--- RECORDS Enclosed Below ---

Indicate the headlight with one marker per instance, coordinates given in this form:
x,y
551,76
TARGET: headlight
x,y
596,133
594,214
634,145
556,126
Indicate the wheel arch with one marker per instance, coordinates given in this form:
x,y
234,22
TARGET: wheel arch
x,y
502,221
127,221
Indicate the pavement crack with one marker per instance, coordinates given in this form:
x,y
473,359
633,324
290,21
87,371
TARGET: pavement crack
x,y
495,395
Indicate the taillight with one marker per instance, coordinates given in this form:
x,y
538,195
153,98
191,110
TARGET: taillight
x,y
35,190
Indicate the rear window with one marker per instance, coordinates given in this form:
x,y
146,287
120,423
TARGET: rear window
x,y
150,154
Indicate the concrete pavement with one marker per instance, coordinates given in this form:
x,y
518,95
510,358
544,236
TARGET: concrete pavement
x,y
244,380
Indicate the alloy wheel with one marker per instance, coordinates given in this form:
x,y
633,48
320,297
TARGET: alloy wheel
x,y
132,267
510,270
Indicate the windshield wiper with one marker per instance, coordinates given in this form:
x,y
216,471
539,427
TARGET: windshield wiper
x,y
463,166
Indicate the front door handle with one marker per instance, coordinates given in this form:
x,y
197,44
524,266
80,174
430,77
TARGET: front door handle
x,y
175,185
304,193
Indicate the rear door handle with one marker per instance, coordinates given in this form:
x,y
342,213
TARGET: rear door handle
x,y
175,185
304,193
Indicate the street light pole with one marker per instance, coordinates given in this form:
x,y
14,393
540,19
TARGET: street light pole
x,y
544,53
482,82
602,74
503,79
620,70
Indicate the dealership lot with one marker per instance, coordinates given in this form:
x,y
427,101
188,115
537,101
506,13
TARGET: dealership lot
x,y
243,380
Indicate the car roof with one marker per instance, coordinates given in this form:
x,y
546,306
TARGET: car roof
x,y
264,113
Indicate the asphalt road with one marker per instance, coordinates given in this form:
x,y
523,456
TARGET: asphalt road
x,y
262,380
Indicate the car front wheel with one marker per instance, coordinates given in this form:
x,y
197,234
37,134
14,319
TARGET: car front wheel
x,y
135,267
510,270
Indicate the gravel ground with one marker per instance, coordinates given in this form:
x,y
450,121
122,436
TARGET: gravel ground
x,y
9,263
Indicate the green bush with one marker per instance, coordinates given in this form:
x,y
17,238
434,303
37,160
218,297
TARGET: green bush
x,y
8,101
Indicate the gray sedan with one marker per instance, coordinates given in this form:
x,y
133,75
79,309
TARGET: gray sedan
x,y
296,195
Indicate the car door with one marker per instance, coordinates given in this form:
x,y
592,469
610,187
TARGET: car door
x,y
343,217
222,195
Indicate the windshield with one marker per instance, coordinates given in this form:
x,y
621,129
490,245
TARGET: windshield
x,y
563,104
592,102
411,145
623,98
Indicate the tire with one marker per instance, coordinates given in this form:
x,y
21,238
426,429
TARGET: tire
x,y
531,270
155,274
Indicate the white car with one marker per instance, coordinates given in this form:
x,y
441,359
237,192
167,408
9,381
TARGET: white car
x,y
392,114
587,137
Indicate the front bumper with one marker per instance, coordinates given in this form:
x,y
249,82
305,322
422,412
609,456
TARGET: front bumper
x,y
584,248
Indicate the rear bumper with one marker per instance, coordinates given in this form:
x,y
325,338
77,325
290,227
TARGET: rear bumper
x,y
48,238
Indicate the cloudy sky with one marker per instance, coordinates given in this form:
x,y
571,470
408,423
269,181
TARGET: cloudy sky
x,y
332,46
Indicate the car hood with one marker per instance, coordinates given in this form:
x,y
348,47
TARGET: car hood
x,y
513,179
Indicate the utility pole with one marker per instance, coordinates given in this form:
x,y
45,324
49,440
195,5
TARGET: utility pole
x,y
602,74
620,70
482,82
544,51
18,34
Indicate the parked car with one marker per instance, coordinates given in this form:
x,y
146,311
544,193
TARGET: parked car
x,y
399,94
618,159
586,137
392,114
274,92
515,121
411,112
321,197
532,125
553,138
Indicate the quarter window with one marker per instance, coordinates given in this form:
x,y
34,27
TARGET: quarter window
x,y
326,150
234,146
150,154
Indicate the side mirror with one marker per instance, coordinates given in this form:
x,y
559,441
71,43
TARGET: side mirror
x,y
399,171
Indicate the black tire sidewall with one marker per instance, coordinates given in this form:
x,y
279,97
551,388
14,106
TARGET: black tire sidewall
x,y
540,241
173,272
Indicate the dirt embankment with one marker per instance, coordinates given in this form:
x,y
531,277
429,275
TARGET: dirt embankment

--- End of Enclosed RECORDS ---

- THE PROBLEM
Copy out each line in the preceding records that contains "embankment".

- WRITTEN SOLUTION
Indicate the dirt embankment with one marker per instance, coordinates given in this form:
TARGET: dirt embankment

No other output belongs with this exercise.